*TASK PROMPT*
This exercise asks for the whole listing to be restated exactly.
▬▬▬
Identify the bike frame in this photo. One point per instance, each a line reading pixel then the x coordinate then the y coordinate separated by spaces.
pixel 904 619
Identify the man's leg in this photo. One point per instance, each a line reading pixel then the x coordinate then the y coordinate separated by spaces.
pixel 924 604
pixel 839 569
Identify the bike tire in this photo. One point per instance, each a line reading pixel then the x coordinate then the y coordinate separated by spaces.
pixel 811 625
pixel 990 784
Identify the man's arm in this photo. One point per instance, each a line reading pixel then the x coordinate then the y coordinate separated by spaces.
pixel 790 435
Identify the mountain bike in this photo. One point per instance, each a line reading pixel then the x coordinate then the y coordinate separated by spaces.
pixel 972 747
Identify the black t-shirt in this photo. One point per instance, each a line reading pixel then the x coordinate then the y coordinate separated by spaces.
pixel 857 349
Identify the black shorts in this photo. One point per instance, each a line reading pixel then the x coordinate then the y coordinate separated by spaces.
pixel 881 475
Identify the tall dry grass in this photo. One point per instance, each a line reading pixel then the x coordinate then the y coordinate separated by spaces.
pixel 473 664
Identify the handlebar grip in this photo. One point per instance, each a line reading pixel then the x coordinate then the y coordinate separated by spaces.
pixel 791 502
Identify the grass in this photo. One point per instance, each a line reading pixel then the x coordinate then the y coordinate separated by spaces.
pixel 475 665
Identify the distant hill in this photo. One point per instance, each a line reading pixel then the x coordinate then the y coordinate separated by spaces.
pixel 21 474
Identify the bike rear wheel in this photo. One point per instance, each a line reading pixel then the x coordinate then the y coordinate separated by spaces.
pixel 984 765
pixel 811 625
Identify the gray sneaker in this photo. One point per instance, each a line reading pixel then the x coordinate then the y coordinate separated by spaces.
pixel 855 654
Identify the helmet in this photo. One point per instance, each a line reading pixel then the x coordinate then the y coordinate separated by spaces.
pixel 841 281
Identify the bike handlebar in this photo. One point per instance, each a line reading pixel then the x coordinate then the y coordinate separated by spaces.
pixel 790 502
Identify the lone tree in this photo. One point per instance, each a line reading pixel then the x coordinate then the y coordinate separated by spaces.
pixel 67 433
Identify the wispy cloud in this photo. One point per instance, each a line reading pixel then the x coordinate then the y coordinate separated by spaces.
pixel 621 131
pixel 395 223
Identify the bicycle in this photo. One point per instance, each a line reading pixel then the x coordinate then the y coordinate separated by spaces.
▬▬▬
*TASK OUTPUT*
Identify the bike frame in this photo. One point per instance, each a line reading pixel then the x coordinate then the y coordinate separated by spaces.
pixel 904 619
Identify the man's leg in this photo. One point per instance, each a line reading pixel then the x coordinate then the y coordinate separated by spaces.
pixel 924 604
pixel 839 569
Identify the bike tire in this photo. One point per instance, each a line reading pixel then the x coordinate then the y coordinate separated by spaces.
pixel 811 625
pixel 990 784
Identify the man's arm in this photo. One point per instance, each a line reading pixel then the x coordinate then the y coordinate separated by spaces.
pixel 790 435
Identify the mountain bike in this photo. One point per instance, each a line reading pixel then the x coordinate then the y coordinate separated by spaces.
pixel 972 747
Identify the black t-shirt in this photo. One point per instance, each a line reading pixel then the x coordinate then the y coordinate separated by spaces.
pixel 857 349
Identify the black shorts in this photo. One point per instance, each a line reading pixel then the x coordinate then the y coordinate separated by spaces.
pixel 881 475
Identify the tall dry grass in this photo. One point per instance, each a line reading pixel then the x coordinate then the y coordinate separated by spaces.
pixel 473 664
Identify the handlebar grip in this photo. One point per instance, each a line reading pixel then the x coordinate then the y coordinate separated by spaces.
pixel 791 502
Identify the grass in this photo. One point per instance, each a line reading pixel then the x coordinate then the y coordinate separated by spaces.
pixel 475 665
Identify the distant hill in this photo. One point per instance, each a line reading pixel then the x coordinate then the y coordinate separated by spaces.
pixel 21 474
Identify the bike rear wheel in this photo. One point per instance, each a line reading pixel then the x coordinate then the y coordinate separated by spaces.
pixel 984 765
pixel 811 625
Identify the gray sneaker in this photo. One point per instance, each a line reading pixel then the x coordinate then the y coordinate separated by spaces.
pixel 855 654
Identify the helmet in this photo. One point per instance, each a line reading pixel then the x coordinate then the y coordinate separated by spaces.
pixel 841 281
Identify the bike handlebar in this photo. One point per instance, each a line reading pixel then the x coordinate then the y coordinate separated by spaces.
pixel 790 502
Identify the lone tree in this photo. One point per instance, each a line reading pixel then the x coordinate then the y coordinate separated by spaces.
pixel 67 433
Identify the wispy cloud in this photo. One point per instance, each a line reading pixel then the x coordinate then the y coordinate separated by spaces.
pixel 621 131
pixel 395 223
Identify the bicycle in this photo. One point per instance, each a line reading pixel then the x coordinate then the y coordinate separated by spaces.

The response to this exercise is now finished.